*WHAT YOU SHOULD DO:* Swap "rough mask" for "coarse mask" in the records from the start through the line with "positive clicks: (606, 157)", and give those lines again with nothing else changed, leaving out the pictures.

(Beginning of SOURCE DATA)

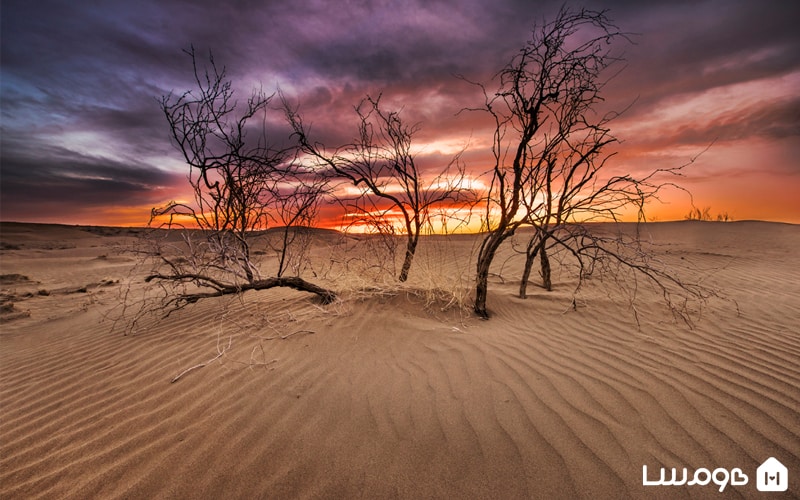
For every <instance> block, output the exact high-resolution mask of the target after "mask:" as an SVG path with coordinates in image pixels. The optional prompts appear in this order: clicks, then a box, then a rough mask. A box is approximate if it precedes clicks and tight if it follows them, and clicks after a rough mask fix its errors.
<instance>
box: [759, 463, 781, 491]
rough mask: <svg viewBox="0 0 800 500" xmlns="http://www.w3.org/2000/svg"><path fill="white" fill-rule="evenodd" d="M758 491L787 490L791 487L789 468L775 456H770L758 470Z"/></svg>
mask: <svg viewBox="0 0 800 500" xmlns="http://www.w3.org/2000/svg"><path fill="white" fill-rule="evenodd" d="M756 487H757V488H758V491H786V490H787V489H788V488H789V470H788V469H787V468H786V467H784V466H783V464H782V463H780V462H779V461H778V460H777V459H776V458H775V457H769V458H768V459H766V460H765V461H764V463H763V464H761V465H760V466H759V467H758V469H757V472H756Z"/></svg>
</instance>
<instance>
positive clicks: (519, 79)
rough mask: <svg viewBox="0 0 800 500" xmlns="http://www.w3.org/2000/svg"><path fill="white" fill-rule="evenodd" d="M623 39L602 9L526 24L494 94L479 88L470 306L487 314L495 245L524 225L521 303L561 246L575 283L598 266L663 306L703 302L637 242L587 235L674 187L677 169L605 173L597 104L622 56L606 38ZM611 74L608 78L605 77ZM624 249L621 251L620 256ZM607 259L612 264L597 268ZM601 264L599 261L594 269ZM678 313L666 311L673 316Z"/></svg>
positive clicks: (606, 157)
mask: <svg viewBox="0 0 800 500" xmlns="http://www.w3.org/2000/svg"><path fill="white" fill-rule="evenodd" d="M625 39H627V37H626V35H625V33H623V32H621V31H620V30H619V29H618V28H617V27H616V26H615V25H614V24H613V23H612V22H611V21H610V20H609V18H608V17H607V16H606V13H605V12H603V11H592V10H587V9H580V10H572V9H569V8H566V7H564V8H562V9H561V10H560V11H559V13H558V14H557V16H556V17H555V19H554V20H552V21H550V22H548V23H545V24H542V25H540V26H535V27H534V29H533V31H532V35H531V39H530V40H529V41H528V43H527V44H526V45H525V47H524V48H522V49H521V50H520V51H519V53H518V54H517V55H516V56H515V57H513V58H512V59H511V61H510V62H509V63H508V65H506V67H505V68H503V69H502V70H501V71H500V72H499V73H498V75H497V76H496V80H497V81H498V88H497V90H496V91H494V92H491V93H490V92H488V91H487V89H486V87H485V86H483V85H480V84H478V85H479V86H480V87H481V89H483V93H484V96H485V104H484V106H483V107H482V108H480V109H481V110H483V111H485V112H487V113H488V114H489V116H491V117H492V118H493V120H494V123H495V130H494V140H493V146H492V153H493V156H494V166H493V169H492V171H491V176H492V177H491V184H490V188H489V192H488V194H487V196H486V199H485V203H486V207H485V210H486V223H485V226H486V227H485V229H486V235H485V237H484V239H483V241H482V244H481V247H480V249H479V253H478V261H477V270H476V271H477V273H476V294H475V304H474V310H475V312H476V313H477V314H478V315H479V316H481V317H484V318H486V317H488V311H487V308H486V299H487V289H488V276H489V268H490V266H491V264H492V261H493V259H494V256H495V254H496V252H497V250H498V248H499V247H500V245H501V244H502V243H503V242H504V241H505V240H506V239H508V238H509V237H511V236H513V235H514V234H515V232H516V231H517V230H518V229H519V228H520V227H521V226H524V225H529V226H532V228H533V234H532V236H531V238H530V239H529V240H528V243H527V245H526V248H525V256H526V262H525V267H524V269H523V275H522V280H521V284H520V291H519V293H520V296H521V297H525V296H526V293H527V284H528V281H529V276H530V271H531V268H532V264H533V261H534V259H535V258H536V257H537V256H538V257H539V258H540V262H541V274H542V280H543V285H544V287H545V288H546V289H548V290H549V289H550V288H551V287H552V283H551V269H550V259H549V256H548V252H549V251H550V250H551V249H553V248H560V249H563V250H565V251H566V252H567V253H568V254H570V255H572V256H573V257H574V258H575V259H577V262H578V264H579V280H580V282H582V280H583V279H584V278H585V277H587V276H589V275H590V274H591V273H592V272H593V271H596V270H597V269H600V268H602V269H606V270H609V271H611V269H612V267H613V268H614V269H617V270H619V269H627V270H633V271H635V272H637V273H638V274H639V275H644V276H646V277H647V278H648V279H649V280H651V281H653V283H654V284H655V285H656V286H657V287H658V288H659V289H661V291H662V292H663V293H664V296H665V298H666V299H667V302H668V303H669V304H670V305H671V306H670V307H672V305H675V304H676V303H677V301H676V300H673V297H675V294H678V295H681V294H682V296H692V297H696V298H702V297H703V296H704V292H703V290H702V289H701V288H700V287H694V286H692V285H690V284H686V283H683V282H681V281H680V280H678V279H676V278H674V277H673V276H672V275H671V274H670V273H669V272H668V270H666V269H664V268H661V267H659V266H658V265H655V263H654V261H653V259H650V258H649V256H648V254H647V252H645V251H644V250H643V249H642V247H641V246H640V245H636V244H633V245H632V244H631V243H632V242H626V243H625V244H624V245H623V244H622V239H621V237H617V238H616V239H615V238H609V237H607V236H595V235H593V234H592V231H591V230H590V227H591V224H590V223H591V222H597V221H618V220H619V217H620V215H621V214H622V213H623V211H627V210H630V209H636V210H637V212H638V214H639V220H642V221H643V220H644V206H645V203H646V202H647V201H649V200H652V199H655V198H657V197H658V195H659V192H660V191H661V190H662V189H663V188H665V187H667V186H673V185H674V183H673V182H671V181H670V180H669V176H672V175H680V171H681V169H682V168H684V167H685V166H686V165H683V166H680V167H676V168H668V169H659V170H656V171H653V172H651V173H649V174H647V175H645V176H643V177H638V178H637V177H634V176H632V175H610V174H609V173H608V169H605V168H604V167H605V166H606V164H607V162H608V160H609V159H610V158H611V157H612V156H613V153H609V152H608V147H609V146H610V145H611V144H613V143H615V142H617V139H616V138H615V137H614V136H613V135H612V134H611V132H610V128H609V122H610V121H611V120H613V119H614V118H615V117H616V116H617V114H616V113H609V114H605V115H600V114H598V113H596V108H597V105H598V104H599V103H600V102H601V101H602V97H601V91H602V89H603V87H604V86H605V84H606V83H607V81H608V80H609V78H608V77H607V76H606V75H607V73H608V70H609V69H610V68H611V67H612V66H613V65H614V64H615V63H617V62H619V61H621V56H620V55H619V54H617V53H615V52H614V42H615V41H618V40H625ZM612 76H613V75H612ZM626 249H629V250H630V251H627V250H626ZM612 261H613V262H615V263H616V267H614V266H611V265H606V264H607V263H608V262H612ZM601 264H602V265H601ZM677 310H679V308H677V307H675V308H673V311H677Z"/></svg>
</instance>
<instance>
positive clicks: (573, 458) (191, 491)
mask: <svg viewBox="0 0 800 500" xmlns="http://www.w3.org/2000/svg"><path fill="white" fill-rule="evenodd" d="M646 231H647V232H648V237H649V238H651V239H652V240H653V241H654V242H655V243H657V244H659V246H658V247H657V248H658V251H659V252H661V253H662V256H663V257H664V258H665V259H673V260H674V261H675V262H676V264H677V265H684V264H686V263H691V266H692V268H693V269H694V272H695V273H697V275H698V276H702V277H703V279H704V280H705V282H706V283H707V284H708V285H709V286H713V287H715V288H716V289H718V290H720V291H721V293H722V294H723V295H724V297H726V299H727V300H712V301H710V302H709V303H708V304H707V305H706V306H705V307H704V308H703V310H702V316H700V317H697V318H696V320H695V325H694V328H689V327H688V326H687V325H686V324H684V323H681V322H679V321H676V320H675V319H674V318H673V317H672V316H671V315H669V314H668V312H667V311H665V310H664V308H663V307H661V305H660V303H659V301H658V297H657V295H655V294H652V293H649V294H648V293H645V291H642V292H641V294H640V295H639V297H638V301H637V303H636V304H637V306H636V307H637V311H638V315H639V318H640V322H641V325H640V326H639V327H637V324H636V322H635V320H634V316H633V313H632V310H631V309H630V308H629V307H628V304H627V303H626V301H625V300H616V299H617V297H615V294H614V293H609V291H608V287H609V286H610V285H609V284H607V283H606V284H594V285H591V286H589V287H587V289H585V290H584V291H583V292H582V294H581V295H580V297H579V300H578V301H577V305H578V308H577V310H574V311H573V310H572V308H571V307H570V304H571V300H572V292H573V288H574V283H573V282H572V278H571V277H570V276H568V275H566V274H565V273H559V272H555V274H554V280H553V281H554V290H553V291H552V292H549V293H548V292H546V291H544V290H543V289H541V288H540V287H538V286H536V283H535V282H534V283H533V284H532V285H531V287H530V288H529V294H530V297H529V298H528V299H526V300H522V299H519V298H516V297H515V293H516V289H517V286H518V280H519V269H520V267H521V262H522V261H521V259H520V258H519V257H515V256H514V255H513V251H511V250H510V249H506V250H505V252H506V254H505V257H504V258H502V259H498V266H497V270H496V271H497V275H496V276H494V277H493V280H494V281H493V283H492V286H491V289H490V297H489V308H490V311H491V312H492V313H493V317H492V318H491V319H490V320H489V321H482V320H479V319H477V318H475V317H474V316H471V315H470V314H469V313H468V312H467V311H465V310H463V309H459V308H457V307H450V308H446V309H445V310H442V309H443V306H444V302H445V301H446V298H444V299H442V296H441V294H438V295H437V294H433V293H430V292H429V291H428V292H426V290H427V289H429V288H430V283H431V282H435V281H436V280H435V279H434V278H435V276H434V275H435V274H436V273H439V274H440V275H442V276H451V277H452V276H455V275H457V274H458V270H459V268H463V267H465V266H469V267H467V270H471V263H470V252H472V251H474V249H475V245H476V242H477V237H476V236H453V237H449V238H443V237H434V238H428V239H427V240H426V241H425V242H423V248H422V249H421V251H420V256H419V257H418V259H419V262H418V264H417V267H414V268H412V280H411V281H412V283H410V284H409V285H408V287H407V288H406V289H405V290H397V289H394V290H392V288H391V286H388V285H387V286H385V287H383V291H382V292H381V293H377V292H371V293H365V292H358V291H357V290H356V291H354V290H355V288H354V289H352V290H350V291H346V293H343V294H342V297H341V299H340V300H338V301H337V302H335V303H334V304H331V305H328V306H321V305H319V304H318V303H317V301H316V300H314V299H313V297H312V296H310V295H308V294H304V293H300V292H296V291H292V290H285V289H273V290H266V291H260V292H249V293H247V294H245V295H244V296H243V297H241V298H239V299H235V298H214V299H208V300H204V301H201V302H200V303H198V304H196V305H195V306H192V307H189V308H186V309H184V310H181V311H178V312H176V313H174V314H172V315H171V316H169V317H168V318H166V319H151V320H150V321H149V322H145V323H143V326H142V327H141V328H140V329H139V331H137V332H136V333H135V335H133V334H131V335H123V329H122V328H120V324H119V323H117V324H115V323H114V322H113V321H112V320H111V318H112V317H113V312H114V311H116V310H118V307H117V306H118V305H119V303H120V300H121V294H120V292H121V290H122V289H123V288H125V286H126V285H127V284H128V283H133V286H134V288H135V287H136V286H138V285H137V283H138V281H137V280H139V279H140V276H137V275H136V273H135V272H133V273H132V272H131V269H132V268H133V265H134V264H135V259H134V257H133V256H132V255H126V254H124V253H123V254H120V253H118V252H117V248H118V247H119V246H120V245H121V246H125V245H129V244H130V241H132V240H133V236H132V234H131V233H130V232H129V231H128V230H127V229H102V228H93V229H91V230H89V229H81V228H75V227H66V226H43V225H28V224H10V223H3V224H2V226H0V242H1V243H2V250H0V258H1V259H2V260H0V266H1V267H2V272H1V273H0V274H2V284H1V285H0V289H2V298H3V309H2V316H1V317H2V326H1V327H0V405H1V406H0V408H1V410H0V411H1V413H0V497H2V498H578V497H581V498H626V497H630V498H684V497H686V498H737V497H746V498H783V497H797V496H798V495H800V251H798V248H800V226H794V225H786V224H773V223H761V222H733V223H700V222H680V223H658V224H649V225H648V226H647V229H646ZM323 240H324V238H323V239H321V240H320V241H317V242H315V250H314V254H313V258H315V259H323V258H325V256H329V255H332V254H335V253H336V251H335V249H333V250H331V245H333V243H331V242H330V241H323ZM322 267H324V266H322ZM322 267H320V269H321V268H322ZM534 274H535V273H534ZM319 276H322V275H319ZM307 277H308V278H309V279H310V280H314V276H313V275H307ZM340 277H341V275H340ZM320 279H321V280H322V281H324V284H325V285H328V286H331V287H333V288H335V289H337V279H339V278H337V277H336V276H335V275H334V274H332V273H328V274H327V275H326V276H323V277H321V278H320ZM325 280H327V281H325ZM415 280H416V281H415ZM448 283H449V284H448V286H449V287H451V288H452V287H457V286H459V284H463V286H464V287H467V286H469V282H468V280H467V281H465V280H461V281H459V280H455V281H453V280H451V281H449V282H448ZM339 284H340V285H341V283H339ZM342 287H344V285H342ZM339 289H340V288H339ZM737 304H738V311H737ZM220 353H222V354H221V355H220ZM217 356H218V357H217ZM215 357H216V359H214V360H213V361H212V362H210V363H208V364H207V365H206V366H204V367H202V368H197V369H194V370H191V371H189V372H186V373H185V374H184V375H183V376H182V377H181V378H180V379H179V380H178V381H177V382H175V383H171V380H172V379H173V378H174V377H176V376H177V375H179V374H181V373H182V372H184V371H185V370H186V369H188V368H191V367H193V366H195V365H197V364H199V363H203V362H207V361H209V360H211V359H212V358H215ZM768 457H775V458H777V459H778V460H779V461H780V462H782V463H783V465H785V466H786V467H787V468H788V474H789V476H788V477H789V488H788V492H787V493H783V494H781V493H762V492H759V491H758V490H757V487H756V468H757V467H758V466H759V465H760V464H761V463H762V462H763V461H764V460H765V459H767V458H768ZM643 465H647V467H648V469H649V471H650V472H649V475H650V479H653V480H656V479H658V473H659V470H660V468H661V467H664V468H668V471H669V468H672V467H675V468H678V469H679V471H680V469H681V468H683V467H686V468H687V469H688V475H689V478H690V479H691V478H692V476H693V474H694V471H695V470H697V469H700V468H707V469H708V470H709V471H713V470H714V469H717V468H725V469H726V470H728V471H731V470H732V469H734V468H739V469H741V471H743V473H744V474H746V475H747V476H748V478H749V481H748V483H747V484H745V485H737V486H732V485H727V487H725V488H724V491H723V492H722V493H720V492H719V486H718V485H715V484H714V483H713V482H711V483H710V484H708V485H705V486H702V485H693V486H686V485H684V486H643V484H642V483H643V474H642V472H643V470H642V466H643ZM718 476H719V477H721V476H722V473H721V472H720V473H719V474H718Z"/></svg>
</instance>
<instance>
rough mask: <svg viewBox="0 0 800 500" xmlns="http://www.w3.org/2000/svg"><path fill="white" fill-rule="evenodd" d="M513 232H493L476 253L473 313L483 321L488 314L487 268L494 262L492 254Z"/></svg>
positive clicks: (497, 248)
mask: <svg viewBox="0 0 800 500" xmlns="http://www.w3.org/2000/svg"><path fill="white" fill-rule="evenodd" d="M511 234H513V231H511V232H509V233H507V232H506V231H502V230H495V231H493V232H491V233H489V235H487V236H486V239H485V240H484V241H483V245H481V250H480V252H479V253H478V264H477V269H476V271H477V272H476V276H475V305H474V306H473V309H474V311H475V313H476V314H477V315H478V316H480V317H481V318H483V319H489V312H488V311H487V310H486V296H487V293H488V290H489V267H490V266H491V265H492V261H493V260H494V254H495V253H496V252H497V249H498V248H499V247H500V244H501V243H502V242H503V240H505V239H506V238H508V237H509V236H510V235H511Z"/></svg>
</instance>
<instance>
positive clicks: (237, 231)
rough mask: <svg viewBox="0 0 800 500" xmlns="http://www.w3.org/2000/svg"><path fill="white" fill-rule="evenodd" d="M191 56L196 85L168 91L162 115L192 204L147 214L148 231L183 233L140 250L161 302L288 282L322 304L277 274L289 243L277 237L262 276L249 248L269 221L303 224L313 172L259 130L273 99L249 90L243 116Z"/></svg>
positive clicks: (217, 81) (332, 296)
mask: <svg viewBox="0 0 800 500" xmlns="http://www.w3.org/2000/svg"><path fill="white" fill-rule="evenodd" d="M186 52H187V54H188V55H189V56H190V57H191V59H192V65H193V69H194V77H195V83H196V85H197V88H196V89H195V90H192V91H187V92H185V93H183V94H180V95H174V94H170V95H167V96H164V97H163V98H162V99H161V101H160V104H161V109H162V111H163V112H164V116H165V117H166V119H167V122H168V124H169V127H170V133H171V135H172V140H173V142H174V143H175V145H176V147H177V149H178V150H179V151H180V152H181V154H182V155H183V158H184V160H185V162H186V164H187V165H188V167H189V172H188V180H189V184H190V186H191V188H192V192H193V200H192V201H191V202H171V203H169V204H167V205H166V206H164V207H160V208H156V209H153V211H152V217H151V227H158V228H166V229H184V230H185V231H183V232H182V233H181V237H180V239H176V238H175V235H174V234H173V232H170V231H167V232H164V231H154V232H152V233H151V234H152V237H151V241H150V243H151V246H150V249H149V252H148V255H149V257H150V258H151V260H152V269H151V272H150V273H149V274H148V275H147V277H146V278H145V281H147V282H149V283H158V284H159V285H160V286H161V287H162V289H163V290H164V292H165V296H166V299H165V302H166V304H167V305H170V306H175V307H180V306H182V305H185V304H187V303H193V302H196V301H197V300H199V299H201V298H205V297H213V296H219V295H227V294H236V293H241V292H244V291H247V290H262V289H266V288H272V287H275V286H289V287H292V288H295V289H298V290H303V291H308V292H312V293H315V294H317V295H319V296H320V297H321V298H322V300H323V301H324V302H330V301H331V300H333V298H334V293H333V292H331V291H329V290H325V289H323V288H320V287H318V286H316V285H313V284H312V283H308V282H306V281H305V280H303V279H302V278H300V277H299V276H292V277H286V276H284V271H285V267H284V262H285V260H286V257H287V254H288V252H290V243H291V242H290V241H289V240H288V238H284V240H283V245H282V246H281V252H280V258H279V261H280V264H279V267H278V271H277V274H276V276H273V277H263V276H262V275H261V272H260V270H259V266H258V263H257V262H255V261H254V260H253V256H252V249H251V245H252V242H253V238H254V236H256V235H257V234H258V232H260V231H263V230H265V229H267V228H268V227H269V226H270V225H271V224H273V223H274V222H275V221H276V217H279V220H281V221H282V222H283V225H284V226H285V227H286V228H287V229H286V231H288V228H290V227H293V226H296V225H297V224H298V223H300V222H302V223H304V224H306V225H308V224H309V221H310V220H311V218H313V216H314V214H315V208H316V200H317V198H318V196H319V195H320V193H321V192H322V191H323V189H324V183H322V182H321V181H320V180H319V179H318V178H316V177H315V174H314V172H313V171H312V170H309V169H308V168H307V167H304V166H303V165H301V164H300V163H298V162H296V161H294V160H295V156H294V153H295V149H294V148H292V147H286V148H283V147H277V146H275V145H274V144H273V143H271V142H270V140H269V138H268V137H267V133H266V121H265V120H266V112H267V108H268V106H269V103H270V101H271V99H272V97H273V96H272V95H267V94H265V93H264V92H263V91H261V90H255V91H254V92H253V94H252V95H251V96H250V98H249V99H248V100H247V102H246V104H245V106H244V108H243V110H241V109H240V108H239V107H238V106H237V104H238V103H237V102H236V100H235V99H234V90H233V88H232V83H231V81H230V80H227V79H226V77H225V69H224V68H221V69H220V68H218V67H217V66H216V64H215V62H214V59H213V56H210V57H209V64H208V68H206V69H204V70H201V69H200V68H199V67H198V62H197V57H196V55H195V52H194V49H193V48H192V49H191V50H189V51H186Z"/></svg>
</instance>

(End of SOURCE DATA)

*FINISHED EXERCISE:*
For every <instance> block, output the exact high-resolution mask of the target after "mask:" as an SVG path with coordinates in image pixels. The optional prompts appear in this order: clicks, then a box, then a coarse mask. A box is approximate if it precedes clicks and tight if it follows them, and clicks after a coarse mask fix its errors.
<instance>
box: [759, 463, 781, 491]
coarse mask: <svg viewBox="0 0 800 500" xmlns="http://www.w3.org/2000/svg"><path fill="white" fill-rule="evenodd" d="M758 491L787 490L791 487L789 468L775 456H770L758 470Z"/></svg>
mask: <svg viewBox="0 0 800 500" xmlns="http://www.w3.org/2000/svg"><path fill="white" fill-rule="evenodd" d="M756 487H757V488H758V491H786V490H787V489H788V488H789V470H788V469H787V468H786V467H784V466H783V464H782V463H780V462H779V461H778V460H777V459H776V458H775V457H769V458H768V459H766V460H765V461H764V463H763V464H761V465H760V466H759V467H758V469H757V472H756Z"/></svg>
</instance>
<instance>
positive clicks: (519, 79)
coarse mask: <svg viewBox="0 0 800 500" xmlns="http://www.w3.org/2000/svg"><path fill="white" fill-rule="evenodd" d="M623 39L602 9L526 24L494 94L479 88L470 306L487 314L495 245L524 225L521 303L561 246L575 283L598 266L663 306L703 302L637 242L587 235L674 187L677 169L605 173L597 104L622 56L606 38ZM611 74L608 78L605 77ZM624 249L621 251L620 256ZM607 259L612 264L597 268ZM601 264L599 261L594 269ZM678 313L666 311L673 316Z"/></svg>
positive clicks: (606, 157)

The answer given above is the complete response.